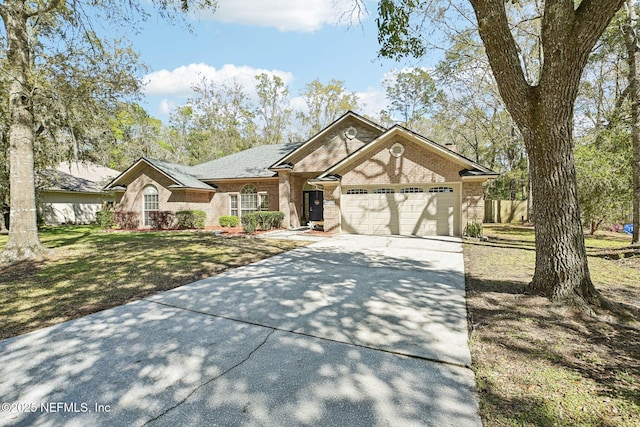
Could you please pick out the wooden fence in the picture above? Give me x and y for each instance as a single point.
(506, 211)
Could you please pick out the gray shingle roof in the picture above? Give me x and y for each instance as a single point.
(183, 175)
(55, 180)
(83, 177)
(251, 163)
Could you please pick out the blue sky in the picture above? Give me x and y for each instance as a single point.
(298, 40)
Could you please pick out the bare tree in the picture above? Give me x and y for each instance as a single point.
(543, 109)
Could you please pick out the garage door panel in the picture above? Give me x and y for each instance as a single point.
(423, 213)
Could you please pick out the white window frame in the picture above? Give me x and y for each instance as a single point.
(441, 190)
(357, 191)
(236, 206)
(150, 203)
(384, 190)
(408, 190)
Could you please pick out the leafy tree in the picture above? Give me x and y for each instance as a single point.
(542, 105)
(28, 26)
(325, 104)
(604, 181)
(410, 93)
(632, 43)
(132, 134)
(273, 108)
(470, 114)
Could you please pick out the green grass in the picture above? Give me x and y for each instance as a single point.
(541, 364)
(91, 270)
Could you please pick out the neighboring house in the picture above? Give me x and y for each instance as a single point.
(354, 176)
(72, 193)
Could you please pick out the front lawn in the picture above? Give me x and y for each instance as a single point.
(539, 364)
(91, 270)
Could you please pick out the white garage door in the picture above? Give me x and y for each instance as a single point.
(407, 210)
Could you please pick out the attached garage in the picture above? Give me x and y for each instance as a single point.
(420, 210)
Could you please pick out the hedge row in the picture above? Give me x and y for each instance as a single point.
(191, 219)
(265, 220)
(229, 221)
(126, 220)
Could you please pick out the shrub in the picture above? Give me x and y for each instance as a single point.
(191, 219)
(269, 219)
(249, 223)
(473, 230)
(229, 221)
(127, 220)
(162, 219)
(106, 219)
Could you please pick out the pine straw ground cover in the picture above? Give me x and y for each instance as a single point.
(91, 270)
(539, 364)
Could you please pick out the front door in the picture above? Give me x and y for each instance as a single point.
(313, 201)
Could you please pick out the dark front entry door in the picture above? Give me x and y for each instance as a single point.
(313, 201)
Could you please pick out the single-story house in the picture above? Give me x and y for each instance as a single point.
(73, 192)
(354, 176)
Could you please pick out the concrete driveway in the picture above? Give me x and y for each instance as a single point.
(352, 330)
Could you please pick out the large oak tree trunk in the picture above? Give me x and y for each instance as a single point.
(23, 231)
(632, 42)
(561, 271)
(544, 114)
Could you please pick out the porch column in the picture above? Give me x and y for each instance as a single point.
(332, 207)
(284, 191)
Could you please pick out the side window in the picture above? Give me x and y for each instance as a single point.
(248, 199)
(150, 204)
(233, 204)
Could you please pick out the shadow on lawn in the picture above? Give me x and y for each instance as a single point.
(532, 331)
(157, 364)
(106, 270)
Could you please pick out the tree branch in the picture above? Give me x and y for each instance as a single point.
(44, 9)
(588, 30)
(502, 52)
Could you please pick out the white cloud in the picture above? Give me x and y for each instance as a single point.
(166, 106)
(374, 101)
(285, 15)
(179, 82)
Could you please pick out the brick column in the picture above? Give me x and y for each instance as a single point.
(284, 195)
++++
**TASK TO CARRY OUT:**
Apart from the pictures, repeat the data above exactly.

**RESPONSE AREA:**
Could you please pick out the wooden fence in the picture above? Give me x and y for each instance as a single point.
(506, 211)
Could you please pick out the gray shingle roof in the picture above? Give me x and y for each instance as a single point.
(183, 175)
(55, 180)
(83, 177)
(251, 163)
Could you please pick out the blue sky in the picture above? Give me x and y for each instance as a single point.
(298, 40)
Could you please pick out the bare tree in the picture above? Give me x and y for each instance as a single point.
(543, 109)
Could you please pick out the garage door panel in the picture above? Give me x and y for each instance as a single point.
(423, 213)
Could you please pick out the white window frame in the picture above? Give me x and y for each instance as a single point.
(441, 190)
(357, 191)
(236, 206)
(150, 203)
(384, 190)
(408, 190)
Could you please pick out the leafy tree in the picture above? Give me x and y for each instance as a single point.
(542, 105)
(28, 26)
(325, 104)
(604, 181)
(410, 93)
(632, 43)
(132, 134)
(273, 108)
(470, 114)
Could you please pick out the green grass in the picture above? Give me x and y for each instance as a single point.
(541, 364)
(91, 270)
Could you please pick out the neighboring house in the picture above? Give me x and y for each instance as a single point.
(354, 176)
(72, 193)
Could you please pick out the front lawn in the picture above? Give me x and y for each instance as a single point.
(539, 364)
(91, 270)
Could you please pick out the white garage door in the picture above? Give me x and y for each instance as a single point.
(407, 210)
Could you please pick out the attached garage in the picture above? Give me x and y for each instance as a single point.
(420, 210)
Could you please pick out the hedge row in the picture above? Give me x and y for each instance as a single point.
(191, 219)
(265, 220)
(229, 221)
(126, 220)
Could you please pick out the shrub in the picture above? Give me x and y for each instance as a single point.
(191, 219)
(269, 219)
(249, 223)
(473, 230)
(229, 221)
(127, 220)
(162, 219)
(106, 219)
Could you please pick out the pine straw ground cover in the picture above? Give me x and y for each instance as a single point.
(91, 270)
(539, 364)
Could you please pick out the front door in the picture above? Give me x and y for each instance as a single point.
(313, 201)
Could you please pick out the dark front entry door in the picture above? Give me x and y for each instance as a single point.
(313, 201)
Could you please pick out the single-story house in the picture above? Give me x and y for each instance as a single point.
(73, 192)
(354, 176)
Could you please pick out the concrete driveway in the picture above? Give me x and y for each instance as a single point.
(352, 330)
Could you please pick out the large oak tree trunk in the picture above? Give me x and y for each instance as a single point.
(23, 231)
(632, 42)
(561, 271)
(544, 114)
Could you please pick out the porch column in the picture above? Give me x and y for each instance as a single point.
(332, 207)
(284, 191)
Could you please pick out the side window in the picture above? Give me x and y for each instance as a single point.
(248, 199)
(150, 204)
(233, 204)
Could you please pick out the shadow on lawn in the picture above? Give me x and y for each instance as a single point.
(532, 331)
(157, 364)
(106, 270)
Could you please pick out the tree branch in the picture above? Give me x and y for each instance as a single point.
(44, 9)
(588, 30)
(502, 52)
Could you please pick out the white cloud in the picture above? Give me x and y for each instance as a single point.
(166, 106)
(374, 101)
(285, 15)
(179, 82)
Could you please pick out the brick column in the picture above? Give me x and y for each instance as a single point.
(284, 195)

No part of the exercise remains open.